WORK REQUEST » Write the data below out again, unchanged.

::::::::

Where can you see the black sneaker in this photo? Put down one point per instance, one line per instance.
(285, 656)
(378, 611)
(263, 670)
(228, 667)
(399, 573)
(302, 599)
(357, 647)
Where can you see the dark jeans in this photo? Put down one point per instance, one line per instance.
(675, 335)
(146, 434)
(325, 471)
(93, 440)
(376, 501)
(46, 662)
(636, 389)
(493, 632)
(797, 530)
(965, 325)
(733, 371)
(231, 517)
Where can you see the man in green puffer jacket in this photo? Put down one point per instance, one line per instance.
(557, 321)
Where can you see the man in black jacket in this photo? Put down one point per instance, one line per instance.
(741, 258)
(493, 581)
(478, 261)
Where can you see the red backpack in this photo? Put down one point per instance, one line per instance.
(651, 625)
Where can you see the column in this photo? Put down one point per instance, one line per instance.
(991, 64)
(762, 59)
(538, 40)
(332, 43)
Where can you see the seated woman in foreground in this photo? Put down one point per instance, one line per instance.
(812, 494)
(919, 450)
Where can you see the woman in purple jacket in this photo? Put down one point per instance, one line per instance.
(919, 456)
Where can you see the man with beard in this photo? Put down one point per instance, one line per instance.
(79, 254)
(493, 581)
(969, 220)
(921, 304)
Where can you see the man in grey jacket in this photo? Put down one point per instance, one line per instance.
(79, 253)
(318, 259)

::::::::

FINISHED TASK »
Where can you see the black sneaker in this photo? Put down one point per instance, one line per instance.
(285, 656)
(378, 611)
(263, 670)
(228, 667)
(399, 573)
(302, 599)
(357, 647)
Where can you see the dark jeans in this photo? Put down one point per instance, one line per instance.
(675, 335)
(146, 434)
(325, 471)
(93, 440)
(376, 501)
(46, 662)
(636, 389)
(493, 632)
(797, 530)
(965, 325)
(733, 371)
(231, 517)
Where can you see the man in green puffer jacket in this photo? Put down one point per instance, one line per instance.
(557, 321)
Where can you see the man in black jacket in this photo? Put down one point per instance, one line per instance.
(741, 258)
(493, 581)
(478, 261)
Where can you see the red backpack in this photo? Put down one point per instance, one line per instance.
(651, 625)
Where can you see the column in this photo? Put down one point per instance, one line per instance.
(991, 64)
(762, 59)
(538, 40)
(332, 43)
Where can you see the seated woman in foreground in this photo? Put down one point per instance, one line per instance.
(812, 494)
(919, 450)
Where can you see the woman in purple jacket in this photo? Put down one point per instance, one line per instance.
(919, 456)
Where can you see the man with beard in this photo? Put down one point per instance, one line per instance.
(79, 254)
(493, 581)
(969, 220)
(921, 304)
Where can you see the man in grey jacket in this photo? Put down one point per instance, one line per instance.
(79, 253)
(318, 259)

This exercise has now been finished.